- _Exercise directions_: An exact retyping of every record is required.

[Stored records]
###
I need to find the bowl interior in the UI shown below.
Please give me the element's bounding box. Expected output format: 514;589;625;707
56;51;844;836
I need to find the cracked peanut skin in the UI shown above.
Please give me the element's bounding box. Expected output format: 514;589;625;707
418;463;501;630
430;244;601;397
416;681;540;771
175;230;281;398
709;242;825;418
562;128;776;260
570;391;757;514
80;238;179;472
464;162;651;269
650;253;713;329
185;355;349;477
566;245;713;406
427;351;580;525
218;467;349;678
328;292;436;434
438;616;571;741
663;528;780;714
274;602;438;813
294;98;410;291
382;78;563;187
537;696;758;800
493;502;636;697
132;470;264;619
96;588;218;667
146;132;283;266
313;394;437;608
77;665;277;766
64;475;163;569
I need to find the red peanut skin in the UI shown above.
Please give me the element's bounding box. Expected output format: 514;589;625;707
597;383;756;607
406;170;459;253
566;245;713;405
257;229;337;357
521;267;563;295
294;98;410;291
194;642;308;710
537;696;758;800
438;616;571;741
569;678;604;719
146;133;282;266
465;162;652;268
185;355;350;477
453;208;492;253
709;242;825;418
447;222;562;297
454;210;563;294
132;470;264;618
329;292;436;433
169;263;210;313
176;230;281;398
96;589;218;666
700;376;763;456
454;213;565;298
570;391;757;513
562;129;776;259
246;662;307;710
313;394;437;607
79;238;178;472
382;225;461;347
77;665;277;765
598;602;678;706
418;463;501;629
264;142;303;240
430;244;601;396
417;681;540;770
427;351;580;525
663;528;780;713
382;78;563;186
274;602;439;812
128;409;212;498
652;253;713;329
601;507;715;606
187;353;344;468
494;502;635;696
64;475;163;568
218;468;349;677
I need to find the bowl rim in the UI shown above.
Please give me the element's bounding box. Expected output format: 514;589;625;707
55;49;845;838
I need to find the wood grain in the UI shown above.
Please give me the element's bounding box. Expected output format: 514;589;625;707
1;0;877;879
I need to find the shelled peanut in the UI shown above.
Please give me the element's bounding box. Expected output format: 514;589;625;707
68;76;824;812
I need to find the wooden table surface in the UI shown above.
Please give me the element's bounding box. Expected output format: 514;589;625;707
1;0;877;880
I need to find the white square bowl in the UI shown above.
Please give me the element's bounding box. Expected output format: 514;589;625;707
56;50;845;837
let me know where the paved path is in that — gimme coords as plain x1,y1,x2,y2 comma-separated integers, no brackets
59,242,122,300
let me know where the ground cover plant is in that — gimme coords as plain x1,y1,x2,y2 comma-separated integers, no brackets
###
- _Output for this exercise_:
I need to find the bowl interior in the UI shown below.
Please give me the element's bounding box. Expected output format: 514;589;625;707
56;51;844;836
I need to find the cracked peanut skin in the UI shown above.
Please give me the element's bounding box. Expected output format: 514;589;625;707
418;463;501;630
430;244;601;397
416;681;540;771
175;230;281;398
709;242;825;418
562;128;776;260
570;391;757;514
80;238;179;472
464;162;651;269
650;253;713;329
185;355;349;477
566;245;713;406
427;351;580;525
218;467;349;678
328;292;436;434
438;616;571;741
663;528;780;714
274;602;438;813
294;98;410;291
382;78;563;187
537;696;758;800
493;502;636;697
132;470;264;619
96;588;218;667
146;132;283;266
313;394;437;608
77;665;277;766
64;475;163;569
I need to find the red peanut skin in the UI shown above.
Please give me the element's bounding box. Expected output format: 514;589;625;707
597;383;756;607
406;170;459;253
566;245;713;405
257;229;337;357
521;267;563;295
294;98;410;291
194;642;308;710
537;696;758;800
438;616;571;741
569;678;604;719
146;133;282;266
465;162;652;268
185;355;350;477
453;208;492;253
709;242;825;418
447;222;562;297
454;210;563;294
132;470;264;618
329;292;436;433
169;263;210;313
176;230;281;398
96;589;218;666
700;376;763;456
454;213;565;298
570;391;757;513
562;129;776;259
246;662;307;710
313;394;437;607
79;238;178;472
382;225;461;347
77;665;277;765
598;602;678;706
418;463;501;629
264;142;303;240
430;244;601;396
417;681;540;770
427;351;580;525
663;528;780;713
382;78;563;186
274;602;439;812
128;409;212;498
652;253;713;329
601;507;715;606
187;353;344;468
494;502;635;696
64;475;163;568
218;468;349;677
I need to find the bowl rim in the UI shown above.
Please give me the element's bounding box. Expected output format: 514;589;625;707
55;49;845;838
I need to find the wood grain in the UI shown above.
Please give me the element's bounding box. Expected output format: 514;589;625;707
1;0;877;879
I need to find the shelled peanut in the UI shown above.
Please give me the element's bounding box. Expected output format: 514;589;625;707
68;76;824;812
I need to find the wooden table surface in the UI shown above.
Please give me the element's bounding box. Expected output format: 514;589;625;707
1;0;877;880
I need to find the white square bowl in the UI shown above.
Please give me the element's bounding box. Expected output format: 514;589;625;707
56;50;845;837
let me know where the paved path is in that — gimme coords as plain x1,y1,x2,y2 comma-separated integers, no brackets
59,242,122,300
let me know where the ground cover plant is in that — gimme coords as plain x1,y1,x2,y2 comma-separated integers, no brackets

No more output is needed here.